Lagerqvist et al. evaluated 6033 with first generation DES and 13.738 patients with BMS in 2003 and 2004, using data from the Swedish Coronary Angiography and Angioplasty Registry[10]. The outcome analysis covered a period of 3 years. During that period, the authors concluded that DES were associated with an increased rate of death, as compared with BMS, a trend that appeared only after the first six months post-implantation, pointing out the need for large, randomized trials to evaluate the long-term safety of DES[10]. Two other studies in the same year (2007) by Mauri et al.[12] and Stettler et al.[13] exhibited similar risks of mortality and rate of stent thrombosis between DES and BMS, during a 4-year follow up. Mauri et al. used the ARC classification on several randomized trials, involving 878 patients treated with sirolimus-eluting stents, 1400 treated with paclitaxel-eluting stents, and 2267 treated with bare-metal stents. The incidence of definite or probable events occurring 1 to 4 years after implantation was 0.9% in the sirolimus-stent group versus 0.4% in the bare-metal-stent group and 0.9% in the paclitaxel-stent group versus 0.6% in the bare-metal-stent group. The authors conclude that there was no statistically significant difference between DES and BMS thrombosis, although there were recognizable limitations in the power to detect small differences in rates[12]. Stettler et al. included 38 trials with 18.023 patients. The risk of late definite stent thrombosis (>30 days) was increased with paclitaxel-eluting stents (HR 2.11, 95% credibility interval 1.19-4.23, p=0.017 vs bare-metal stents; 1.85, 1.02-3.85, p=0.041 vs sirolimus-eluting stents). The reduction in target lesion revascularisation seen with drug-eluting stents compared with bare-metal stents was more pronounced with sirolimus-eluting stents than with paclitaxel-eluting stents (0.70, 0.56-0.84; p=0.0021). The authors concluded that sirolimus-eluting stents seem to be clinically better than bare-metal and paclitaxel-eluting stents, but the risk of mortality associated with BMS and DES were similar[13].

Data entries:
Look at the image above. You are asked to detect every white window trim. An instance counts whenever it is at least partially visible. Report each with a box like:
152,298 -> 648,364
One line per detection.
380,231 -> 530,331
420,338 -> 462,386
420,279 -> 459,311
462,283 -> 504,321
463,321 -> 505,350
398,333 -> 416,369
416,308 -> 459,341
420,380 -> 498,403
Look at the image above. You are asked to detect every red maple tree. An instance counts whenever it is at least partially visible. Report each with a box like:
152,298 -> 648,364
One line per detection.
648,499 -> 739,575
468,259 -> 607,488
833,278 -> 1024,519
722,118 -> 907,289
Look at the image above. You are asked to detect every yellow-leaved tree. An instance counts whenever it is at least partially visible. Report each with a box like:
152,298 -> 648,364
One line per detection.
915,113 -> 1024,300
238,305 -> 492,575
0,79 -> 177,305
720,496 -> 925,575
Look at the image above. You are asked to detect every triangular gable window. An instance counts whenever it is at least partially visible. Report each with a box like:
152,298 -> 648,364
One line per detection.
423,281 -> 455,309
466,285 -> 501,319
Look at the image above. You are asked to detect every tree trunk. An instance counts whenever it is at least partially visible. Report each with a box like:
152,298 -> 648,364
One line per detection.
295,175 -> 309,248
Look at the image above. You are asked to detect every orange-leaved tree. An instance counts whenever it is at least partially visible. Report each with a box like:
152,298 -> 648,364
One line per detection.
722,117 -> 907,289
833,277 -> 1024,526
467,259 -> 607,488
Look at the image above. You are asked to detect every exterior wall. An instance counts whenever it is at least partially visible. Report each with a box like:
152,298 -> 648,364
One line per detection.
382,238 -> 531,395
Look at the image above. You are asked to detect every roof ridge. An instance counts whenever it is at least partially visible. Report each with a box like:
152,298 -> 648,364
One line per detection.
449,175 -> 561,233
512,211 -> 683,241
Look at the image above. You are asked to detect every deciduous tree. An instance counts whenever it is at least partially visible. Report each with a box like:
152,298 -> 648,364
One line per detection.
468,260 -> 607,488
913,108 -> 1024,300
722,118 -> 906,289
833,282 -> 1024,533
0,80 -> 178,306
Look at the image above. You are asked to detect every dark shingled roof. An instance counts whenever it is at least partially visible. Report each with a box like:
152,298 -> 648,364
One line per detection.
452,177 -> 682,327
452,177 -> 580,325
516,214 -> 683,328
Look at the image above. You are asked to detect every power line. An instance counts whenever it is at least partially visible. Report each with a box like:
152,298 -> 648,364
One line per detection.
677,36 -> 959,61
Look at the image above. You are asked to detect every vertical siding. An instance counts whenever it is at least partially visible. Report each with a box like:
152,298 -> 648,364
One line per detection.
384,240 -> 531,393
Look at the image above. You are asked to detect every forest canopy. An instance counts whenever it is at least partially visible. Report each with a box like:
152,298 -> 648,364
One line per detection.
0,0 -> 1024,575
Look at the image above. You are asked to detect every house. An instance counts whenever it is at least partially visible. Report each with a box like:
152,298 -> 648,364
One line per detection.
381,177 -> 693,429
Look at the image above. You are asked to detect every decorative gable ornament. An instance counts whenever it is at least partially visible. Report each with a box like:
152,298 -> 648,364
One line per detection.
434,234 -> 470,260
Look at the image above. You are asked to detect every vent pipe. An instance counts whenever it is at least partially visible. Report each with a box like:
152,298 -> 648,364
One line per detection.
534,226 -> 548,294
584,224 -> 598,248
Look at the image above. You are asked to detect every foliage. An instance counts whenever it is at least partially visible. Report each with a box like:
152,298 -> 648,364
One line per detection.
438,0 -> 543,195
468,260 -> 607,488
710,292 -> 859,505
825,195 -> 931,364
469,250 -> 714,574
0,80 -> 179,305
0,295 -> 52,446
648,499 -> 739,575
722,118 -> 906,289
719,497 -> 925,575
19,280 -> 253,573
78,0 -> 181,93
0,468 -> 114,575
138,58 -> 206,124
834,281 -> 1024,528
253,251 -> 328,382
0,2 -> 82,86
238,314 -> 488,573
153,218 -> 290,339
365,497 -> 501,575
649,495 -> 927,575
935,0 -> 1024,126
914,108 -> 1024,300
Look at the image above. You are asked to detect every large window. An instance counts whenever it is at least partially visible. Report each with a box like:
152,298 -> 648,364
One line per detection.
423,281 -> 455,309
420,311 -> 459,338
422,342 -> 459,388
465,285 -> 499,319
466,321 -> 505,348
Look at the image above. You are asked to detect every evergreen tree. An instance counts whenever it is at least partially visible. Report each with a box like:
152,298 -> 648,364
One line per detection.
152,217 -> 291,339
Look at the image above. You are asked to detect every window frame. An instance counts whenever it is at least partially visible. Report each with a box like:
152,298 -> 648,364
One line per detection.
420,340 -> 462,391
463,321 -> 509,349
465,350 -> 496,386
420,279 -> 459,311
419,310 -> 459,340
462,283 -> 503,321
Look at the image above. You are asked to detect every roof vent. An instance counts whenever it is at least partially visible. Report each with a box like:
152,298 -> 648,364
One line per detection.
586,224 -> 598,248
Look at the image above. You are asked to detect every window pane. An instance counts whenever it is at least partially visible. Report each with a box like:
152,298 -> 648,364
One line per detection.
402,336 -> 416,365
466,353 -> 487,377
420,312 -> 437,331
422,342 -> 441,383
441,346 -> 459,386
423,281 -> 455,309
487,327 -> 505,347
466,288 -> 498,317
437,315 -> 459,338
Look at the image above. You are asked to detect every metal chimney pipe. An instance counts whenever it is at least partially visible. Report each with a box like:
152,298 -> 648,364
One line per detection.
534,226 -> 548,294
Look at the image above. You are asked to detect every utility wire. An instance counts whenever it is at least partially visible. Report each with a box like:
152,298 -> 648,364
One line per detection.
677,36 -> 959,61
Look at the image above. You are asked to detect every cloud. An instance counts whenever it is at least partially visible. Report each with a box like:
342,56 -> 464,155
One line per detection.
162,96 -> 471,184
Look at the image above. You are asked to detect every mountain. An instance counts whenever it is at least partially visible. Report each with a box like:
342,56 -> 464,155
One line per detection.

● **What is required**
In the stent study passage, which classification did Mauri et al. use on several randomized trials?

● **Result of this exercise**
The ARC classification.